• ページ抜粋:
⟨
4. You who have not yet brought all of the darkness you have taught yourself into the light in you, can hardly judge the truth and value of this course.

  • brought [brɔ́ːt] : 「bring の過去・過去分詞形」
  • bring [bríŋ] : 「〜を持って来る、〜を持って行く、を連れて行く」
  • darkness [dáː(r)knəs] : 「暗さ、暗がり、暗闇」
  • taught [tɔ́ːt] : 「teach の過去・過去分詞形」
  • hardly [háː(r)dli] : 「ほとんど〜ない、とても〜ない」
  • judge [dʒʌ́dʒ] : 「〜を判断する、〜を裁く、裁判する」
  • truth [trúːθ] : 「現実、事実、真相、真理」
  • value [vǽljuː] : 「価値、値打ち、真価」
❖ "You who have not yet ~ "「あなたがあなた自身に教えた闇のすべてを、まだあなたの心の中の光の中へ持って行っていないあなたは、」"can hardly judge ~ "「このコース(ACIM)の真実も価値もほとんど判断出来ないのだ」。"all of the darkness you have taught yourself"「あなたがあなた自身に教えた闇のすべて」とは、神を裏切って神から分離したことに対する罪の意識。さらに、神の罰を恐れ、その重圧から逃れるために自己を乖離し、幻想世界を投射した事実。あなたが深い眠りの中で夢見ている幻想のすべて。そのすべてを、あなたの心の最も神聖で、純粋な部分、光り輝く部分、ホーリー・スピリットとキリストが住まう部分に持って来ることさえ出来たなら、ホーリー・スピリットはそのすべてを取り消しにし、あなたは光の中で目覚め、実相世界に回帰できるのであるが・・・。その回帰を実現させてくれるのがこのACIMである。しかし、その真価も真実も、眠っているあなたには理解できない。



Yet God did not abandon you. And so you have another lesson sent from him, already learned for every child of light by him to whom God gave it.
  • abandon [əbǽndən] : 「捨てる、遺棄する、見捨てる、捨て去る」
  • another [ənʌ́ðə(r)] : 「もう一つの、別の、ほかの」
  • sent [sént] : 「send の過去・過去分詞形」
  • send [sénd] : 「送る、発送する、届ける、送信する」
  • already [ɔːlrédi] : 「すでに、とっくに〜済み、前々から」
  • learn [lə́ː(r)n] : 「〜を学ぶ、暗記する、覚える、習う、〜を知る、分かる」
⟩
• 取り組む課題:
ページ抜粋の内容を2文で要約するとどうなりますか?

• 提供リスト:
⟨
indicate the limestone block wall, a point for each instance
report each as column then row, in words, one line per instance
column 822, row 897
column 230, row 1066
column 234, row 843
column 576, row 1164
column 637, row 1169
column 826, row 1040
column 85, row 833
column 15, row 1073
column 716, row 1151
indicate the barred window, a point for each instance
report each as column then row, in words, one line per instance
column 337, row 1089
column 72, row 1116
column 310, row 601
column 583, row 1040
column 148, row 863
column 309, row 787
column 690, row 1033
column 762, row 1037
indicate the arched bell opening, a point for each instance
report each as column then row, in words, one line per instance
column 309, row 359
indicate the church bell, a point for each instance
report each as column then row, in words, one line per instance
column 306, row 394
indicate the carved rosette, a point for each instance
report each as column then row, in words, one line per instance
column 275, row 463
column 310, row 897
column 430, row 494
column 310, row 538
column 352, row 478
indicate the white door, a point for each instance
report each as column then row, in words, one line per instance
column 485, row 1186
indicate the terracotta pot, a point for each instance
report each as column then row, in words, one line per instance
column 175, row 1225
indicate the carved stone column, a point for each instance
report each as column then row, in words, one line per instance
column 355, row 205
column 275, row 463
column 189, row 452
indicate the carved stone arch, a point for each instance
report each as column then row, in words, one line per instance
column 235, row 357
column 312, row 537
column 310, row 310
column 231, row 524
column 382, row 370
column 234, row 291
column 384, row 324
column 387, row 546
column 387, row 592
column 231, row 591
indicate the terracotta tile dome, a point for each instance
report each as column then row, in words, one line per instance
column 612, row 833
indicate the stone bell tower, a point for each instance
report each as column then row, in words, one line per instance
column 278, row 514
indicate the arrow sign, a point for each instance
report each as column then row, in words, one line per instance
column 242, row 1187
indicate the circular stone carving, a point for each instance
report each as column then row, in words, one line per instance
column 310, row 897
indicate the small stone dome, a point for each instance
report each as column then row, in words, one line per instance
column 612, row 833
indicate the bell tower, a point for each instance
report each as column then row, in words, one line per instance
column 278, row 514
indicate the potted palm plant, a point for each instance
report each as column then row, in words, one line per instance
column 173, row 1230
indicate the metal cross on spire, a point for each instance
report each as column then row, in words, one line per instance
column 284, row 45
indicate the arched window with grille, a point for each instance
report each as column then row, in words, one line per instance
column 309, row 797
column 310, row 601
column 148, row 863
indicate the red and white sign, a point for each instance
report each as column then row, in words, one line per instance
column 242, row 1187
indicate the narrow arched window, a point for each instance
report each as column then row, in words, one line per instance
⟩
• 演習の結果:
自分で自分に教えた闇のすべてをまだ心の中の光へ持って行っていない人は、このコース(ACIM)の真実も価値もほとんど判断できないとされ、その闇とは神から分離したことへの罪の意識や、神の罰を恐れて投射した幻想世界などだと解説されている。その闇を心の最も神聖な部分に持って来ればホーリー・スピリットが取り消し、光の中で目覚めて実相世界に回帰できるが、眠っている人にはその回帰を実現させるACIMの真価が理解できないと述べたうえで、それでも神は見捨てず、神から送られたもう一つの教えがあると続けている。